Data shown: Begin

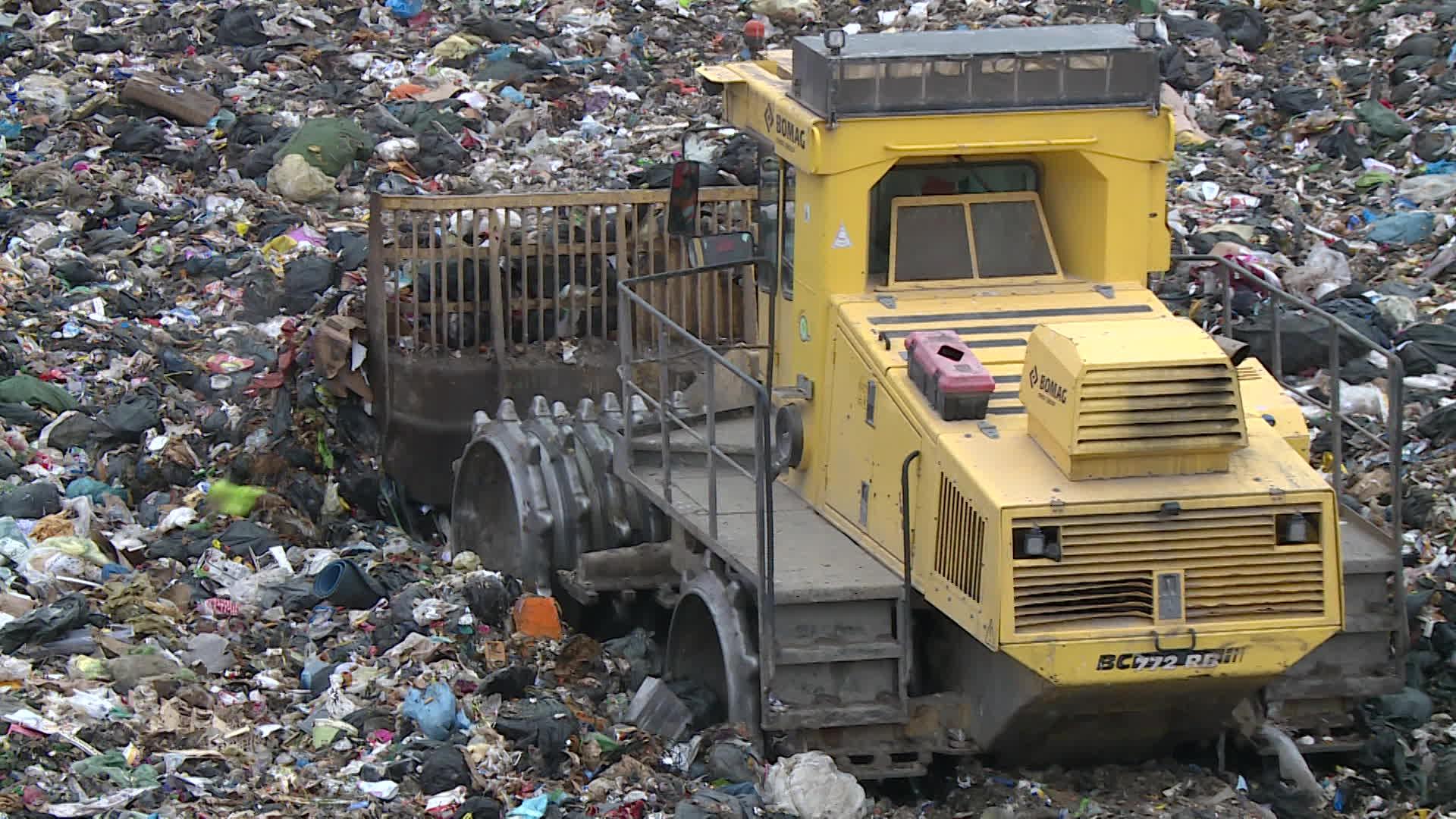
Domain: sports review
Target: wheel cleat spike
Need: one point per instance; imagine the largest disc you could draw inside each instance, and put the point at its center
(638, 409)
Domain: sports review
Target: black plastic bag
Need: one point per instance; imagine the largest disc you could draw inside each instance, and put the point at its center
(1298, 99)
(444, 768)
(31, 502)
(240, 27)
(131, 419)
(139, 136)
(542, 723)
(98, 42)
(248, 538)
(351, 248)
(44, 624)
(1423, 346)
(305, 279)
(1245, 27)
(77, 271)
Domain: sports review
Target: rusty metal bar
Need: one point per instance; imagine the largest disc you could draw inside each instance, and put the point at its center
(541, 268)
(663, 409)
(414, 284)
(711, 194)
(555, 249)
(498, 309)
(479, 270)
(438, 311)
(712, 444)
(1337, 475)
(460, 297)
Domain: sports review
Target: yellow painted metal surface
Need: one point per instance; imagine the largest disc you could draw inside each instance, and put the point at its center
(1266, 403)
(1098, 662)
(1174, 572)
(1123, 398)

Data shown: End
Data shown: Begin

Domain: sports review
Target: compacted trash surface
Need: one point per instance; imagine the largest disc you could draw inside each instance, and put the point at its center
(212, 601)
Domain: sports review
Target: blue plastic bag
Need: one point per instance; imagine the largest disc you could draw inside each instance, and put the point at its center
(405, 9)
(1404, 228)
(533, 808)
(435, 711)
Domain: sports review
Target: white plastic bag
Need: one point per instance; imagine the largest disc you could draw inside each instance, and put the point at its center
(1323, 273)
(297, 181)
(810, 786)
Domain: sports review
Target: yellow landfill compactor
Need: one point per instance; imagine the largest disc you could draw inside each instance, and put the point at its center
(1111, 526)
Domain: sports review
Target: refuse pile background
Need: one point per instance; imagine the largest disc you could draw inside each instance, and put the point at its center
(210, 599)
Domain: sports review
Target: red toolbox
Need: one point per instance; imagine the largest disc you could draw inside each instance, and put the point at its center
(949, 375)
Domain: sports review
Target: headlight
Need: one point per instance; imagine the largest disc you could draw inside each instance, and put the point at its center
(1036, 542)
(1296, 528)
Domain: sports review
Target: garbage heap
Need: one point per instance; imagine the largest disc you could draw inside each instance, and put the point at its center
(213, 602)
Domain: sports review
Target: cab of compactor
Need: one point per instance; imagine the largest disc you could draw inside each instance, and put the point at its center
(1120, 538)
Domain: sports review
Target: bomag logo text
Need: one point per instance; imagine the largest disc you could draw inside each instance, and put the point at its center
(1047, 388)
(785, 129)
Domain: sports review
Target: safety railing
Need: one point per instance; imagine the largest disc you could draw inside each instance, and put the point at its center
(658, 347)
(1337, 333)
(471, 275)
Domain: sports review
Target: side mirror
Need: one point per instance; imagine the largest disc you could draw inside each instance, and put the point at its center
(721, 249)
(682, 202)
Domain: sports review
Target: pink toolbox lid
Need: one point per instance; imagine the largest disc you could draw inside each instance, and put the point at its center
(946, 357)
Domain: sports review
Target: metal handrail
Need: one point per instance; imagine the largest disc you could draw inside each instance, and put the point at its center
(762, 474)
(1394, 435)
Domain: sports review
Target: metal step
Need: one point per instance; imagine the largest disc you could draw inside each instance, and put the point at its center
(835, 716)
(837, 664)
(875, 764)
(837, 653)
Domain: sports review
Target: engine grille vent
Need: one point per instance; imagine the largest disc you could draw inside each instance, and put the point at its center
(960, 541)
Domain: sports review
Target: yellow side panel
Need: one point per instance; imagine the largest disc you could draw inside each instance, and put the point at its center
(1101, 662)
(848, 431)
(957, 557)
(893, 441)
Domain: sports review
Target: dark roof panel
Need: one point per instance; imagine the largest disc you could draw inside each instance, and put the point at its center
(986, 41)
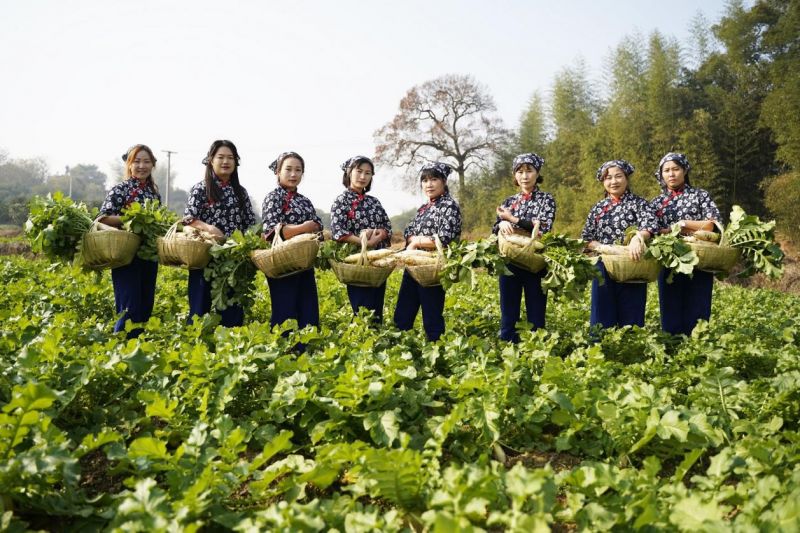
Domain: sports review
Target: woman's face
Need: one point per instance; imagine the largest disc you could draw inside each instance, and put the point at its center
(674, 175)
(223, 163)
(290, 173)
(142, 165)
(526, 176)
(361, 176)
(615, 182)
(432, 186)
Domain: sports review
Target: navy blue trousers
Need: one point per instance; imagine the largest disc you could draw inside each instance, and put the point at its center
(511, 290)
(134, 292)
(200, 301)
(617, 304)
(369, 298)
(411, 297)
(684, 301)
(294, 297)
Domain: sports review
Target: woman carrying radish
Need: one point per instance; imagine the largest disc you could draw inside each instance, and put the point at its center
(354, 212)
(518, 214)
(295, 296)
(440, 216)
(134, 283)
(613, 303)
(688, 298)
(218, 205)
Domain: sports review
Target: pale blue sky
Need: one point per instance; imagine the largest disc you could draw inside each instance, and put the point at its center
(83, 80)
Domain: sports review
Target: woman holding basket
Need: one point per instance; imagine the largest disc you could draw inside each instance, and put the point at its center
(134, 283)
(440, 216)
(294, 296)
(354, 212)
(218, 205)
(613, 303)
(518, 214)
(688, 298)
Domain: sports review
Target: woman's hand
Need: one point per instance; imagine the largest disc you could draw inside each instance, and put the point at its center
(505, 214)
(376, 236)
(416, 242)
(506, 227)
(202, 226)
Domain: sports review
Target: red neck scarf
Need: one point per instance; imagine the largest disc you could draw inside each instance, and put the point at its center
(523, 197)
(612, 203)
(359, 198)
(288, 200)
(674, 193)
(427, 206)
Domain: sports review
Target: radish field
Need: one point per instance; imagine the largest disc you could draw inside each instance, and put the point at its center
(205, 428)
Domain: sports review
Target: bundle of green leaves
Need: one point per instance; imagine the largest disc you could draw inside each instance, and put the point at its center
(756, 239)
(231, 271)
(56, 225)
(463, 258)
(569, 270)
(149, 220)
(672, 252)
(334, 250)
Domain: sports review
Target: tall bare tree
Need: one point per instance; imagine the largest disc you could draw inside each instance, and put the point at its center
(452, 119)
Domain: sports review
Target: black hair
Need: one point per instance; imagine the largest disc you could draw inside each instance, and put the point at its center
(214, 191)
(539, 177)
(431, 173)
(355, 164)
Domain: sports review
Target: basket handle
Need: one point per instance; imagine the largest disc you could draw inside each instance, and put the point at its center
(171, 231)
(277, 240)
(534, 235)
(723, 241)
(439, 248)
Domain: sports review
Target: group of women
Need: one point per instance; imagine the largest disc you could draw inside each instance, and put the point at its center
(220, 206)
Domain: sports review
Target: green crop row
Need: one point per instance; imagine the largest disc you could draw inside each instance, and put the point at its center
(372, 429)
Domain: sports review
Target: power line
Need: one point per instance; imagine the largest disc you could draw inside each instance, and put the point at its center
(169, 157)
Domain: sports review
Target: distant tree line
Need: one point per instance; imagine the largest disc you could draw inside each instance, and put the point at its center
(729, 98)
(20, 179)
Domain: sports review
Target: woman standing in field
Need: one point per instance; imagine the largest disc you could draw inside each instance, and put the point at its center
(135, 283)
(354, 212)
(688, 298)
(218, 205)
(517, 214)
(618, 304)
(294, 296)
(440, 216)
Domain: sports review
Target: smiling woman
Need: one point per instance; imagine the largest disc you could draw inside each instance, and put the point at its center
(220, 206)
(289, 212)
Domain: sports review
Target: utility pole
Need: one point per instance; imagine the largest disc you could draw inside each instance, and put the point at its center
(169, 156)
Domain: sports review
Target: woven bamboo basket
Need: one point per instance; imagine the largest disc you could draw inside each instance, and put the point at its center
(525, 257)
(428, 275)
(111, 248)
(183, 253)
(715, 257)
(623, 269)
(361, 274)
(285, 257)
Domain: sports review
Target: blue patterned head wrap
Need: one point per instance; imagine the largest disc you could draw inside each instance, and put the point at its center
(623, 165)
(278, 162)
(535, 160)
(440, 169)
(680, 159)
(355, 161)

Data shown: End

*What to work on*
Looking at the data above, return every line from the one with "Target: basket handle" down to the one with "Target: group of women", exactly and inclusively.

*Written reply*
Target: basket handle
Need: one point per instance; imagine the largest disc you could draw inside each instance, and put the point at its center
(171, 231)
(277, 240)
(534, 235)
(723, 241)
(439, 248)
Domain: sports review
Target: group of women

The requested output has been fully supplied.